GIVEN EXERCISE:
Can you render every one of the following records as a row of a two-column CSV with the headers text and answer, putting each record's text and its answer into a single quoted field apiece with line breaks turned into spaces?
>> begin DATASET ROWS
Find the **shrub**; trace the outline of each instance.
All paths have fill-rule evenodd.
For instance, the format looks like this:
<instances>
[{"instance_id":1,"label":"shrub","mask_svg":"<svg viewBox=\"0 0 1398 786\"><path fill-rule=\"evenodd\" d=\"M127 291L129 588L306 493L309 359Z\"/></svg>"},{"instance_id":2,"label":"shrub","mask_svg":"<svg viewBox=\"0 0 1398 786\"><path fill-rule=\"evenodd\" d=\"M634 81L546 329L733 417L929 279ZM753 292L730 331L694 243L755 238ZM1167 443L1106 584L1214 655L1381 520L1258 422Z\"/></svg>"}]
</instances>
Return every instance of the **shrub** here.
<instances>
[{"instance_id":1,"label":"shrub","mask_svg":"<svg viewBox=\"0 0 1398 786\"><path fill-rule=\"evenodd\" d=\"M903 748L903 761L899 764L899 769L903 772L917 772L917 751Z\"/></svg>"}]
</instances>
>> end DATASET ROWS
FINAL RESULT:
text,answer
"Find the **shrub**; trace the outline of each instance. All paths have fill-rule evenodd. For instance, the format looks like this: <instances> [{""instance_id"":1,""label"":""shrub"",""mask_svg"":""<svg viewBox=\""0 0 1398 786\""><path fill-rule=\""evenodd\"" d=\""M127 291L129 588L306 493L309 359Z\""/></svg>""},{""instance_id"":2,""label"":""shrub"",""mask_svg"":""<svg viewBox=\""0 0 1398 786\""><path fill-rule=\""evenodd\"" d=\""M634 81L546 329L733 417L929 279ZM753 292L730 331L694 243L755 238ZM1167 443L1106 584L1214 655L1381 520L1258 422Z\""/></svg>""}] </instances> Return every instance of the **shrub** here.","<instances> [{""instance_id"":1,""label"":""shrub"",""mask_svg"":""<svg viewBox=\""0 0 1398 786\""><path fill-rule=\""evenodd\"" d=\""M903 748L903 761L899 764L899 769L903 772L917 772L917 751Z\""/></svg>""}] </instances>"